Do this ▸
List every line of the records that contains the word "Give", matching case.

Task data ▸
►

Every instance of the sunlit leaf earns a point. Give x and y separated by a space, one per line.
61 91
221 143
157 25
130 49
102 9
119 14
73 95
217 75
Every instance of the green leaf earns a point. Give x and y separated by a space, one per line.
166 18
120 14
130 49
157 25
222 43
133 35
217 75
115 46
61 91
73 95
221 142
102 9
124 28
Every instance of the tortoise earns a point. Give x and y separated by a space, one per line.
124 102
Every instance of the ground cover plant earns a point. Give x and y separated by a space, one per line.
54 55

◄
►

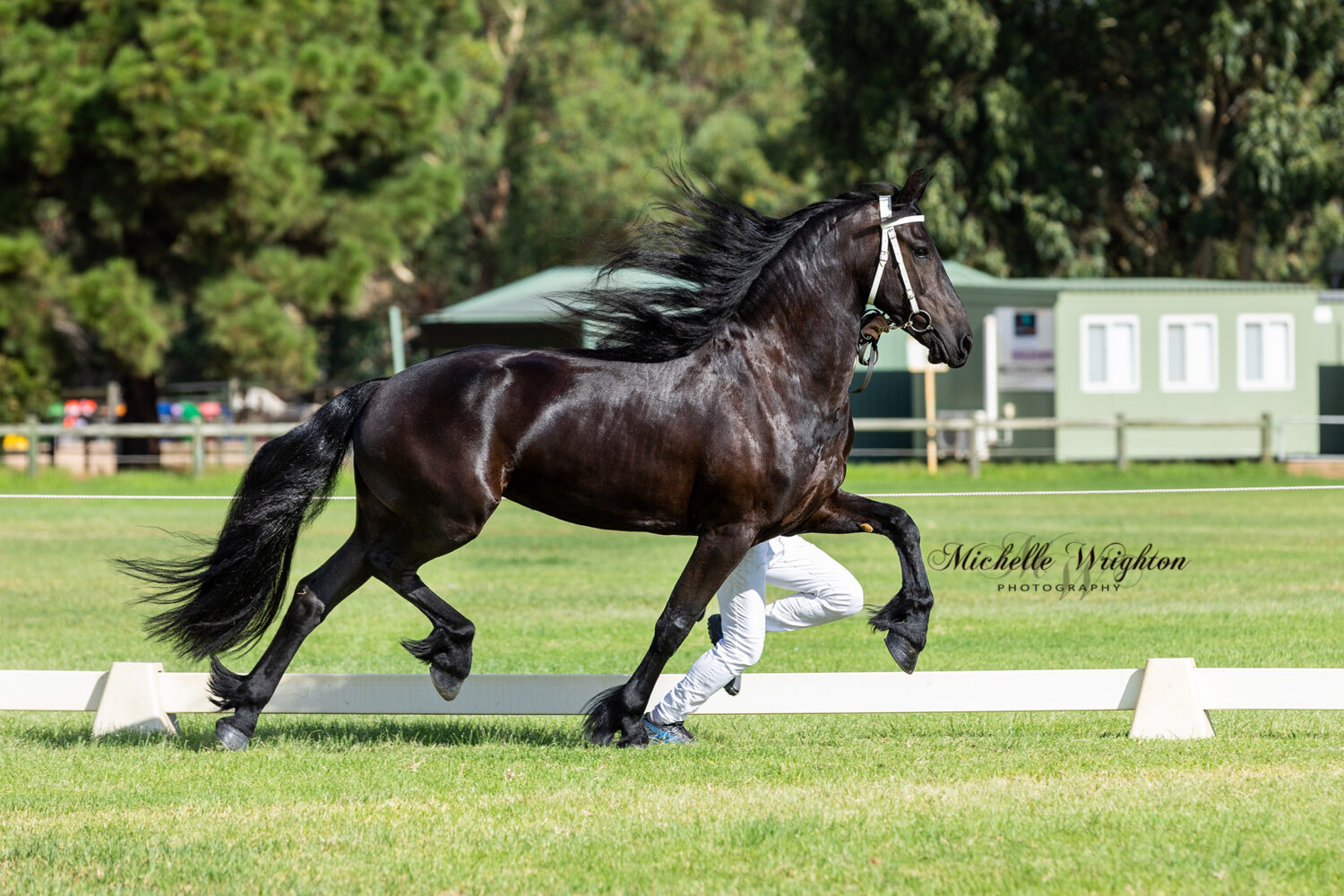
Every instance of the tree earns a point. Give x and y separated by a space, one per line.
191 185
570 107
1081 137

◄

Output of the exercise ▸
Every instance of the sunlit leaf earns a point. Give x and y separated by a space, one per line.
Every instance of the green leaf earns a point. Give x and y separated by a space, one per line.
Every instance of the tortoise earns a point. Give x and y separated by a space, one per line.
Every instance of the ground cover plant earns a point. Give x and y separated by a space, one per line.
Every instance of the tree earns a point. Give x and y separated by a space, one per line.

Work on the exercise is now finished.